Synergy: Empty Hand and Knife

Such a poignant, pithy & pointed a question deserves a much more studied and proven response than what I might think is relayed in the KunTao Silat Video Learning and PracticeGroup training. Any one have an opinion based on experience?

Greetings and Felicitations Mr. Steve!
I would like to inquire about your distance learning course.   Most of my background is in JKD, Kali, Wing Chun, and Maphilindo Silat.   Although I have enjoyed my training, the connections between knife and empty handed techniques/approaches is something that has eluded me for over 20 years and there quite simply isnt much, if any distance material which teaches the connection between blade and empty hand whether you are studying Silat or Kali.
I’m 50 years old now, and to be frank, any exercise or training without purpose now feels like a complete waste of the years I may have left on God’s Earth.    Im not much for forms, mostly due to the fact that previous teachers were rarely able to show any applications of the movements which then (from my persepctive) made learning them wasteful.    If KTS teaches forms – are the applications clearly illustrated in the distance learning system so the student clearly understands the purpose and application of each movement in the form?
 I would love to learn an art where I don’t have to switch operating systems (from Windows to Mac) when i switch from blade to empty hand.  Does Kuntaosilat teach bladed and empty hand applications of the techniques within the system?   Are they based of the same entries and base movements?   I have a copy of the knife video you did for Paladin press some years back which I found very encouraging insofar as there appeared to be both bladed and empty handed analogs for some techniques I have wondered for a while whether the entire art follows that philosophy?

[Items for boundary labeling]
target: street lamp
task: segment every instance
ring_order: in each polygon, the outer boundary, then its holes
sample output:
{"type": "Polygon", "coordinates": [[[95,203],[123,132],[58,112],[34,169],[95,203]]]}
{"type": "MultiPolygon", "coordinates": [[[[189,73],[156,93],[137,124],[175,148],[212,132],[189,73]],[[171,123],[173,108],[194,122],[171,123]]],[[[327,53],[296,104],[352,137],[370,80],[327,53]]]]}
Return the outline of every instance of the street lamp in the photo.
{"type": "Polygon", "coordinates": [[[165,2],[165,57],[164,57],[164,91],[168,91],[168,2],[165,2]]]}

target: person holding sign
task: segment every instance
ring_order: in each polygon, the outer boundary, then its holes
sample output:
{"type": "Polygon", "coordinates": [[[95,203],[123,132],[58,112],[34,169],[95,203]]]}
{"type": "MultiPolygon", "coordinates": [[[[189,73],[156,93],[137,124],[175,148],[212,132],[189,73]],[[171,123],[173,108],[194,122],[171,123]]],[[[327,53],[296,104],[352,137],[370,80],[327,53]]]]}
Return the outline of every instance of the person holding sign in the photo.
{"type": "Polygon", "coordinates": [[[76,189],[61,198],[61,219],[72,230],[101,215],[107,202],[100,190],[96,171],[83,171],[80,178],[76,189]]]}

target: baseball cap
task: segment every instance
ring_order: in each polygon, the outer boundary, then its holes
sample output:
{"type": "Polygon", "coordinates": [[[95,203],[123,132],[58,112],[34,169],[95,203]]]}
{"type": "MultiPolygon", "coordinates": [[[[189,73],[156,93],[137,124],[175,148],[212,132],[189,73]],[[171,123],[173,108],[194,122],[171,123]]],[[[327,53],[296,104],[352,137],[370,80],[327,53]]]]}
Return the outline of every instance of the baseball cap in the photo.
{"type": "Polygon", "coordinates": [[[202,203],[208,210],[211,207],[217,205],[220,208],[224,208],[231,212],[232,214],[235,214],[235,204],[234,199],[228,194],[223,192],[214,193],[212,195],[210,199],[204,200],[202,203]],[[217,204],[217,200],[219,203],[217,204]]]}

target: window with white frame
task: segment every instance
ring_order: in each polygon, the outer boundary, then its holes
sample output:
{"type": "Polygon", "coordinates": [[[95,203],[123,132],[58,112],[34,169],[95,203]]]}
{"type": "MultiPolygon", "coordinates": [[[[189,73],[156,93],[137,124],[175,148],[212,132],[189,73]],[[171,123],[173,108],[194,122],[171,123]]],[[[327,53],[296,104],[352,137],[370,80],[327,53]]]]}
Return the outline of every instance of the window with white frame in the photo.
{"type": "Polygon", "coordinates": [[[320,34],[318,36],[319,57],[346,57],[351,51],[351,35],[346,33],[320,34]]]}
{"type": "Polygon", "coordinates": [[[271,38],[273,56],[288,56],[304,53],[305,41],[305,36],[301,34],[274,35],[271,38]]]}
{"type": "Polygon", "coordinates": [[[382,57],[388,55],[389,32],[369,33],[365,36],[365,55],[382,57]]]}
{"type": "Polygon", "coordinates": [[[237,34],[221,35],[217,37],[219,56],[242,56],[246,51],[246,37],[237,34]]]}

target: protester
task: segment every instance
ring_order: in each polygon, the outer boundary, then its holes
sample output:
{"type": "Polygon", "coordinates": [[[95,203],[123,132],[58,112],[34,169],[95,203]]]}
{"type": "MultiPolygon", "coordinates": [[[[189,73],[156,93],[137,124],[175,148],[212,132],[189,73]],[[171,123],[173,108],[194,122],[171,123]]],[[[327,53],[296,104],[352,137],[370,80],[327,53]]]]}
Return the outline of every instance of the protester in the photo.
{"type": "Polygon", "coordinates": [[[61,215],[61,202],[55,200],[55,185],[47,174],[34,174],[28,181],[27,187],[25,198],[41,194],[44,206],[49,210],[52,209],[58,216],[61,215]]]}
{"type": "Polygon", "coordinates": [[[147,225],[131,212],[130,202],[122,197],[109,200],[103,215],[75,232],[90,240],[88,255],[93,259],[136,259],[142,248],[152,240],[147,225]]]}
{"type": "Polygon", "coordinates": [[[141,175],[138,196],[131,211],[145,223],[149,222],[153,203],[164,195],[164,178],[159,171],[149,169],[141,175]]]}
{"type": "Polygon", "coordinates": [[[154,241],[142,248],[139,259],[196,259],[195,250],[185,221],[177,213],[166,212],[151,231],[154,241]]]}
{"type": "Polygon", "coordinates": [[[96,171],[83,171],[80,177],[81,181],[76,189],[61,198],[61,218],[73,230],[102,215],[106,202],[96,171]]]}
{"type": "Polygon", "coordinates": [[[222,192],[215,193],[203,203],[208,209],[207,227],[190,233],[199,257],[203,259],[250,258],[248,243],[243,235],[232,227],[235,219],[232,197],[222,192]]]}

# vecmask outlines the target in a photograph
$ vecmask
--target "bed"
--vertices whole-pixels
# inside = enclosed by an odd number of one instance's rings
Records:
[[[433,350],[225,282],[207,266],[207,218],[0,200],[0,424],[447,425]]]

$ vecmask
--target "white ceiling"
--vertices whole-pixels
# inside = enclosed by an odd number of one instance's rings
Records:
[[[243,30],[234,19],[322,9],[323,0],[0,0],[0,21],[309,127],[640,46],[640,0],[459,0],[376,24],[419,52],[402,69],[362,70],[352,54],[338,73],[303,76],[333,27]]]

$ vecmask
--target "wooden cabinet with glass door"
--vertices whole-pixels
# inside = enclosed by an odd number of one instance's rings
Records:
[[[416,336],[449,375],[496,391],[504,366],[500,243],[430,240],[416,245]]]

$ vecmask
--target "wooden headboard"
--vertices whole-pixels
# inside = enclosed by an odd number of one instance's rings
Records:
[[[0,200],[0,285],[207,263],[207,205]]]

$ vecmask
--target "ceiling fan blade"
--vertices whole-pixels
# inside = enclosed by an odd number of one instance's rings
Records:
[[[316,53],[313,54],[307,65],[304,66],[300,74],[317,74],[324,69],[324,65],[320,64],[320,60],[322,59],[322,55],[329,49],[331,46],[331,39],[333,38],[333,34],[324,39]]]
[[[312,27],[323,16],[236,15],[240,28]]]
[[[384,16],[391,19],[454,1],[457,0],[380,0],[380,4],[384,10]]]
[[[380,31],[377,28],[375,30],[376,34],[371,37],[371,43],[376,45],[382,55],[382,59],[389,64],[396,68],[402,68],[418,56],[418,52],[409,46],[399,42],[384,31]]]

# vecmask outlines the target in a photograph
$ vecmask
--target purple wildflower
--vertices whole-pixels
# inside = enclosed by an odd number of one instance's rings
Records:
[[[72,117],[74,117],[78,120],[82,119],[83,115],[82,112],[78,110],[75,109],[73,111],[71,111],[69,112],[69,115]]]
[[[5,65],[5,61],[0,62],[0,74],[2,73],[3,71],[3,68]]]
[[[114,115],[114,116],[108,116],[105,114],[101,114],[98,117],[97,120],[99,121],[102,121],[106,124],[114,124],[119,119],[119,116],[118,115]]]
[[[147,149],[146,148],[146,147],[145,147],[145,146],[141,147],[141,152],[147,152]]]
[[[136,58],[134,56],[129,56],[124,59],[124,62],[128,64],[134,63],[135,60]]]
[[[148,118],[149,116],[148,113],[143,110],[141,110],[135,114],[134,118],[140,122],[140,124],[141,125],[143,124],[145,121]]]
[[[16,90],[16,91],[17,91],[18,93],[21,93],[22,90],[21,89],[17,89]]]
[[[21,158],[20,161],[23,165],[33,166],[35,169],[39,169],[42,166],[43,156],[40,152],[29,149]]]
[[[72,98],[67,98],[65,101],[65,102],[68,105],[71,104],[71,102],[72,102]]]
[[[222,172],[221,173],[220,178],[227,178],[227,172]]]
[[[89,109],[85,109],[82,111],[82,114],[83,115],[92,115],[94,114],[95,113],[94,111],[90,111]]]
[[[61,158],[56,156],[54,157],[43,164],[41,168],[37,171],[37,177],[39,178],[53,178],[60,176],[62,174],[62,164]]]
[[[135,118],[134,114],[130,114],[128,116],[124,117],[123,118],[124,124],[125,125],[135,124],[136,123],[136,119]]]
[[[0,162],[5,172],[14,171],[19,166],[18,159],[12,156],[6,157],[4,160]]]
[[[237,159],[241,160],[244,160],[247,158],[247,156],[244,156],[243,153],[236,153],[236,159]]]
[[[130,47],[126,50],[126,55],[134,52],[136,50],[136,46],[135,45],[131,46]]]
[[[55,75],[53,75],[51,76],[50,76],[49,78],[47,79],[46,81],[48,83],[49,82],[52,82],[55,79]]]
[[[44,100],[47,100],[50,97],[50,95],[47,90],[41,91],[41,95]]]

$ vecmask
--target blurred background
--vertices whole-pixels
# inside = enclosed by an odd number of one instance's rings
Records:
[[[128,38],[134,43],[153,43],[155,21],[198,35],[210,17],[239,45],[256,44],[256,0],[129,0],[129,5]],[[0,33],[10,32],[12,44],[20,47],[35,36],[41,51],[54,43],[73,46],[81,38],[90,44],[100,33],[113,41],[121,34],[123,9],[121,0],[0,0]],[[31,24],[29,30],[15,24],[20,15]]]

Set problem -
Please carry on the post about knife and empty-hand training from where its last sentence ends. The material above has no part in what is asked here.

Expected output -
I guess, to sum it up, I am looking for a Martial Art to practice that will provide health and mobility benefits along with superior self preservation skills that allows me to learn a core set of movements that I can apply empty handed as well as with a blade with no or minimal changes between the movements.   Finally,  I need coursework that abhors waste as much as I do and provides everything with a “purpose driven” mentality.   Nothing wasteful and nothing flowery (unless the flower has some very clearly laid out self preservation applications)
Having rambled through all that, from your years of experience in learning and teaching – does Kuntaosilat offer any of the criteria above?
Many thanks in advance for your time and patience!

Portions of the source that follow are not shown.